**Отрывок со страницы**
■ ■ ■

Такое предложение по достижению взаимопонимания между католиками и протестантами во Франция, само собой разумеется, воспринимается в Женеве как наитягчайшее преступление. Ибо как раз в это время тайная дипломатия Кальвина направляет свою деятельность на то, чтобы насильно раздуть во Франции пламя гугенотской войны; поэтому ничто не может быть более нежелательным для его агрессивной церковной политики, неужели этот гуманный пацифизм. Сразу же приводятся в движение все рычаги с целью задавить миролюбивое послание Кастеллио. Во все концы посылаются курьеры, всем авторитетным лицам протестантской церкви направляются письма с заклинаниями, и, действительно, своей организованной агитацией Кальвин добивается того, что реформатский Всеобщий синод в августе 1563 года принимает решение: «Сим церковь ставится в известность о выходе книги „Conseil a la France desolee“, автором которой является Кастеллио. Это очень опасная книга, и ее нужно остерегаться».

Вновь удается задавить «опасную» — для фанатизма! — «книгу» Кастеллио, прежде чем она получила широкое распространение. А теперь на очереди человек, этот несокрушимый, несгибаемый антидогматик и антидоктринер! Наконец-то будет покончено с ним, наконец-то можно будет не только заткнуть ему рот, но и навеки сломать хребет! Чтобы прикончить Кастеллио, вновь призывается Теодор де Без. Одно только посвящение церковным властям его «Responsio ad defensiones et reprehensiones Sebastiani Castellionis»  1, обращенного к пасторам города Базеля, указывает на то, где должны быть приведены в действие рычаги против Кастеллио. Настало время, самое подходящее время, — внушает де Без, — заняться духовному правосудию этим опасным еретиком и другом еретиков. В полном беспорядке благочестивый теолог клеймит Кастеллио как лжеца, богохульника, самого скверного анабаптиста, осквернителя Священного писания, гадкого клеветника, покровителя не только всех еретиков, но и всех прелюбодеев и преступников; в заключение самым любезным образом его объявляют убийцей, который изготовил свою защиту в мастерской сатаны. Правда, в порыве бешеной ярости все грязные обвинения были так нагромождены друг на друга, что противоречили самим себе и теряли всякую обоснованность. Но лишь одно четко и ясно вытекает из этого поднятого с такой яростью шума: безумное желание наконец-то, наконец-то, наконец-то зажать Кастеллио рот, а лучше всего — убить его.

■ ■ ■

**Предоставленный материал**
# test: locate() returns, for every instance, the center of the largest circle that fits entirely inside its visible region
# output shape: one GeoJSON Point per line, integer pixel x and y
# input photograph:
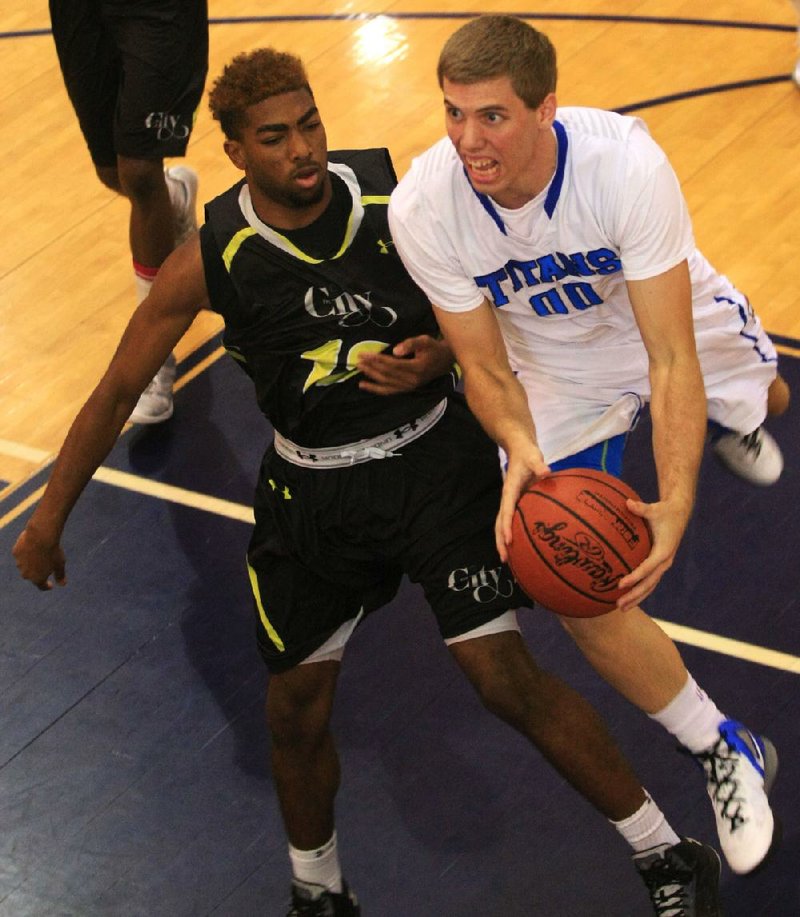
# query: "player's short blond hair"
{"type": "Point", "coordinates": [492, 46]}
{"type": "Point", "coordinates": [250, 78]}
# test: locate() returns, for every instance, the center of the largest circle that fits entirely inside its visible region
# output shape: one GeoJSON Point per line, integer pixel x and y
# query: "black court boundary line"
{"type": "Point", "coordinates": [21, 492]}
{"type": "Point", "coordinates": [705, 91]}
{"type": "Point", "coordinates": [553, 17]}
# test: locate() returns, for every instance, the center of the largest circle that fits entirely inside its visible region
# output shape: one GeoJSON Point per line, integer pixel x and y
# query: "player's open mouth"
{"type": "Point", "coordinates": [307, 178]}
{"type": "Point", "coordinates": [482, 170]}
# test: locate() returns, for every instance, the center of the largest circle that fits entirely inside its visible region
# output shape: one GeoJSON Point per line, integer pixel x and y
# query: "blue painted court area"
{"type": "Point", "coordinates": [134, 775]}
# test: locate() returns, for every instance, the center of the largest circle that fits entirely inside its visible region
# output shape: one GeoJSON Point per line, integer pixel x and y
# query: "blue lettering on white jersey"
{"type": "Point", "coordinates": [552, 269]}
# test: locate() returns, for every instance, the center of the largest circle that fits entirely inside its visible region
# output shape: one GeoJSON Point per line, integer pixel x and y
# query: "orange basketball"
{"type": "Point", "coordinates": [574, 538]}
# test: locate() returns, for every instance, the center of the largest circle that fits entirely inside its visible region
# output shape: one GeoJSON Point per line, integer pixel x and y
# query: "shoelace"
{"type": "Point", "coordinates": [666, 883]}
{"type": "Point", "coordinates": [752, 443]}
{"type": "Point", "coordinates": [720, 767]}
{"type": "Point", "coordinates": [319, 908]}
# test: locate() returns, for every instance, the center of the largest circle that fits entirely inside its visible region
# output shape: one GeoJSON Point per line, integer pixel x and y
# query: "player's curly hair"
{"type": "Point", "coordinates": [250, 78]}
{"type": "Point", "coordinates": [492, 46]}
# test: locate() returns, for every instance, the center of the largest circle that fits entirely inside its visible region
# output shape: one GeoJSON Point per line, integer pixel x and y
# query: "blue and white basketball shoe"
{"type": "Point", "coordinates": [740, 770]}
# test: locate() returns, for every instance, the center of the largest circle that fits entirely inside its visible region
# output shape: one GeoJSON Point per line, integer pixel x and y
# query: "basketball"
{"type": "Point", "coordinates": [574, 538]}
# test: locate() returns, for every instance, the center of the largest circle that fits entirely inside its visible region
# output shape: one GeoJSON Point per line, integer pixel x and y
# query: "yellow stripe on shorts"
{"type": "Point", "coordinates": [271, 632]}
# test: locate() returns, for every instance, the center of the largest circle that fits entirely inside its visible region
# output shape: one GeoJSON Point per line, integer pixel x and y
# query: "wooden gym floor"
{"type": "Point", "coordinates": [133, 760]}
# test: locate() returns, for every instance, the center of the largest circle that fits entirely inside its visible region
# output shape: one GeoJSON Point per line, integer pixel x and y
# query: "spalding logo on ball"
{"type": "Point", "coordinates": [574, 539]}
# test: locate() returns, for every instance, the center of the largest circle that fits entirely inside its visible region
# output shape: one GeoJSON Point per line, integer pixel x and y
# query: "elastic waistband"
{"type": "Point", "coordinates": [365, 450]}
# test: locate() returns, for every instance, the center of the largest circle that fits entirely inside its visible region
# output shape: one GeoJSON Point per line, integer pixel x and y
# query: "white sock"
{"type": "Point", "coordinates": [318, 867]}
{"type": "Point", "coordinates": [692, 717]}
{"type": "Point", "coordinates": [647, 828]}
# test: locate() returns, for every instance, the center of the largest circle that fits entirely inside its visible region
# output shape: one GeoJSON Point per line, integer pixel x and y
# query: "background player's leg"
{"type": "Point", "coordinates": [561, 724]}
{"type": "Point", "coordinates": [305, 768]}
{"type": "Point", "coordinates": [305, 763]}
{"type": "Point", "coordinates": [631, 652]}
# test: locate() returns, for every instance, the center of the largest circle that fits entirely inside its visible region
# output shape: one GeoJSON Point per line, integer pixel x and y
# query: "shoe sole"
{"type": "Point", "coordinates": [149, 419]}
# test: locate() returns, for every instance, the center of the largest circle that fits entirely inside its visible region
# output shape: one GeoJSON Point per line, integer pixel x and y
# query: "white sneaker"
{"type": "Point", "coordinates": [155, 403]}
{"type": "Point", "coordinates": [740, 770]}
{"type": "Point", "coordinates": [755, 457]}
{"type": "Point", "coordinates": [182, 185]}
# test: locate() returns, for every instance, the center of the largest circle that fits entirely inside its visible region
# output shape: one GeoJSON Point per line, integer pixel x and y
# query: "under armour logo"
{"type": "Point", "coordinates": [485, 585]}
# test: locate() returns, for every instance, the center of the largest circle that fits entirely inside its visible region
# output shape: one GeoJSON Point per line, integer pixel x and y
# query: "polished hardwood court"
{"type": "Point", "coordinates": [134, 776]}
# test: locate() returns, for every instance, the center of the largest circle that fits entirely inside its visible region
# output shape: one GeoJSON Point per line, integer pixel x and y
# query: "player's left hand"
{"type": "Point", "coordinates": [39, 560]}
{"type": "Point", "coordinates": [525, 466]}
{"type": "Point", "coordinates": [411, 364]}
{"type": "Point", "coordinates": [667, 524]}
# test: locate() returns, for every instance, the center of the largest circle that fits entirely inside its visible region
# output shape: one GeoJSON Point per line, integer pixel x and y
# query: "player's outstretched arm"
{"type": "Point", "coordinates": [411, 363]}
{"type": "Point", "coordinates": [178, 294]}
{"type": "Point", "coordinates": [663, 309]}
{"type": "Point", "coordinates": [498, 401]}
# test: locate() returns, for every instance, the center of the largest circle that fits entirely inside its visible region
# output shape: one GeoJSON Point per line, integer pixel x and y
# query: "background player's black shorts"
{"type": "Point", "coordinates": [134, 72]}
{"type": "Point", "coordinates": [329, 542]}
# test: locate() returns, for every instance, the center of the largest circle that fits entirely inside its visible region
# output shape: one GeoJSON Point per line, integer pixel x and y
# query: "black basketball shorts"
{"type": "Point", "coordinates": [134, 72]}
{"type": "Point", "coordinates": [329, 543]}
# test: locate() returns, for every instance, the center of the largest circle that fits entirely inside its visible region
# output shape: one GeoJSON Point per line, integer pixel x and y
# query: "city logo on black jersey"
{"type": "Point", "coordinates": [485, 585]}
{"type": "Point", "coordinates": [352, 309]}
{"type": "Point", "coordinates": [166, 126]}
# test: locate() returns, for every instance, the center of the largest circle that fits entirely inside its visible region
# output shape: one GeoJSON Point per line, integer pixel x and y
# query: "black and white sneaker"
{"type": "Point", "coordinates": [683, 880]}
{"type": "Point", "coordinates": [314, 901]}
{"type": "Point", "coordinates": [755, 457]}
{"type": "Point", "coordinates": [740, 769]}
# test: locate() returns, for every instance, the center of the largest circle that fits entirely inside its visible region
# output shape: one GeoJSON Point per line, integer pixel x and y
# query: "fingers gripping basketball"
{"type": "Point", "coordinates": [574, 538]}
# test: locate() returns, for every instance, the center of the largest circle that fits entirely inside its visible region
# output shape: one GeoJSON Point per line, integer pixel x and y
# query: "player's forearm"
{"type": "Point", "coordinates": [500, 404]}
{"type": "Point", "coordinates": [91, 437]}
{"type": "Point", "coordinates": [678, 409]}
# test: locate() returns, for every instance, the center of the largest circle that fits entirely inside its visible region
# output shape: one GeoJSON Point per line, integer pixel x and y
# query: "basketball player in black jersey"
{"type": "Point", "coordinates": [357, 489]}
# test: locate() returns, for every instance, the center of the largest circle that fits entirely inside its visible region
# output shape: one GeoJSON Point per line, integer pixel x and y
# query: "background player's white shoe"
{"type": "Point", "coordinates": [182, 185]}
{"type": "Point", "coordinates": [755, 457]}
{"type": "Point", "coordinates": [155, 403]}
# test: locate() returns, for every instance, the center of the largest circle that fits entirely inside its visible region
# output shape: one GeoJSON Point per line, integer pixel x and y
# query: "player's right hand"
{"type": "Point", "coordinates": [38, 560]}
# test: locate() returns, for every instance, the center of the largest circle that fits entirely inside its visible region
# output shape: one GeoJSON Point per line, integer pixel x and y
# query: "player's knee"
{"type": "Point", "coordinates": [778, 396]}
{"type": "Point", "coordinates": [298, 707]}
{"type": "Point", "coordinates": [141, 180]}
{"type": "Point", "coordinates": [109, 176]}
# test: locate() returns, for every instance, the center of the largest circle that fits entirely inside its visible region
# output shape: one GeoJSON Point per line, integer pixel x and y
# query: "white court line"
{"type": "Point", "coordinates": [737, 649]}
{"type": "Point", "coordinates": [174, 494]}
{"type": "Point", "coordinates": [714, 643]}
{"type": "Point", "coordinates": [749, 652]}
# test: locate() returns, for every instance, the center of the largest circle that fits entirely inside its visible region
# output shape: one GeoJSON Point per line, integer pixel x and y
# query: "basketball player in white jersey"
{"type": "Point", "coordinates": [560, 240]}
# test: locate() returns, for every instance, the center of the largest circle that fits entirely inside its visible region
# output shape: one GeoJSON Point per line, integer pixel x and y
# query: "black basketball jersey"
{"type": "Point", "coordinates": [297, 323]}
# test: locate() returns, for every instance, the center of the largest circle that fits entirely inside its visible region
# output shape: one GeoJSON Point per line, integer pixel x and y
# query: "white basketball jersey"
{"type": "Point", "coordinates": [555, 269]}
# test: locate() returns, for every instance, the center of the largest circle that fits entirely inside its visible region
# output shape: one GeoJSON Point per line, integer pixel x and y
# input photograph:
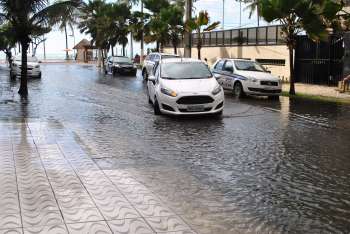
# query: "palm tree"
{"type": "Point", "coordinates": [31, 18]}
{"type": "Point", "coordinates": [107, 23]}
{"type": "Point", "coordinates": [173, 18]}
{"type": "Point", "coordinates": [155, 29]}
{"type": "Point", "coordinates": [252, 7]}
{"type": "Point", "coordinates": [68, 19]}
{"type": "Point", "coordinates": [7, 41]}
{"type": "Point", "coordinates": [311, 16]}
{"type": "Point", "coordinates": [197, 24]}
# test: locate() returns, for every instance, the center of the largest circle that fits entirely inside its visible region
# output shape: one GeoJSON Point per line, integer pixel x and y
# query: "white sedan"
{"type": "Point", "coordinates": [33, 67]}
{"type": "Point", "coordinates": [184, 87]}
{"type": "Point", "coordinates": [246, 77]}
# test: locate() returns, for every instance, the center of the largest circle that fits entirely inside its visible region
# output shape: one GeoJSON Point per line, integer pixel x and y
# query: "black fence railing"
{"type": "Point", "coordinates": [269, 35]}
{"type": "Point", "coordinates": [319, 62]}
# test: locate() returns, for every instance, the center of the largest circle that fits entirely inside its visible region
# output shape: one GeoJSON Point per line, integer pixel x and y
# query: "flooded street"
{"type": "Point", "coordinates": [263, 167]}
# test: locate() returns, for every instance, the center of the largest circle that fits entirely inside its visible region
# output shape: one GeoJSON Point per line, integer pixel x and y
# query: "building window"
{"type": "Point", "coordinates": [275, 62]}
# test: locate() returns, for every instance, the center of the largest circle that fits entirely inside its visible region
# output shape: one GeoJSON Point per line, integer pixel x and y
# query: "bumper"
{"type": "Point", "coordinates": [30, 72]}
{"type": "Point", "coordinates": [168, 105]}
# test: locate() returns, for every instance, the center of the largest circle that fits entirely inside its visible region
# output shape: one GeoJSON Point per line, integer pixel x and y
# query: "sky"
{"type": "Point", "coordinates": [55, 43]}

■ ■ ■

**Задания**
A) Когда, согласно отрывку о Кастеллио и Кальвине, реформатский Всеобщий синод принял решение о книге Кастеллио?
B) Напишите продолжение отрывка о Кастеллио и Кальвине, начиная сразу после его последней фразы.

**Ответы к заданиям**
A) В августе 1563 года.

B)
1«Ответ на апологию и опровержение Себастьяна Кастеллио» (лат.).

Брошюра де Беза означает давно уже назревшее обвинение перед инквизиционным судом; без прикрас во всей своей вызывающей наготе предстает теперь предательский замысел. Ибо базельскому синоду совершенно недвусмысленно было предложено незамедлительно обратиться к гражданским властям, чтобы те выступили против Кастеллио как против подлого злодея, а чтобы привести в движение колесо правосудия, де Без появляется на несколько дней в Базеле. Кальвин поступает согласно своему старому — столь хорошо проверенному в деле Сервета — методу: лучше действовать через услужливое третье лицо, нежели самому отвечать за свое заявление перед властями. И вновь повторяется лицемерная комедия, такая же, как во Вьенне и в Женеве: в ноябре 1563 года, сразу же после выхода книги де Беза, один совершенно некомпетентный человек, некий Адам фон Боденштейн, подает в базельский магистрат в письменном виде жалобу на Кастеллио, обвиняя его в ереси. Только этот Адам фон Боденштейн менее, чем кто-либо, имел основания разыгрывать из себя защитника правоверия, поскольку сам он был не кем иным, как сыном небезызвестного Карлштадта, которого Лютер изгнал из университета в Виттенберге как опасного фанатика; и как ученик также в высшей степени неблагочестивого Парацельса, он едва ли мог считаться истинной опорой протестантской церкви. Однако, видимо, во время своего посещения Базеля де Безу каким-то образом удалось склонить Боденштейна на эту жалкую услугу, ибо в своем письме в совет Боденштейн дословно повторяет все запутанные аргументы книги, понося Кастеллио, с одной стороны, как паписта, а с другой — как анабаптиста, с третьей — как вольнодумца, а с четвертой — как богохульника и помимо всего — как покровителя всех прелюбодеев и преступников. Однако так или иначе — дело формально было все же передано в суд в сопровождении этого сохранившегося до наших дней официально направленного магистрату обвинительного письма. А поскольку был представлен запротоколированный документ, суду города Базеля ничего не остается, как начать следствие. Кальвин и его прислужники достигли своей цели: Кастеллио как еретик оказался на скамье подсудимых.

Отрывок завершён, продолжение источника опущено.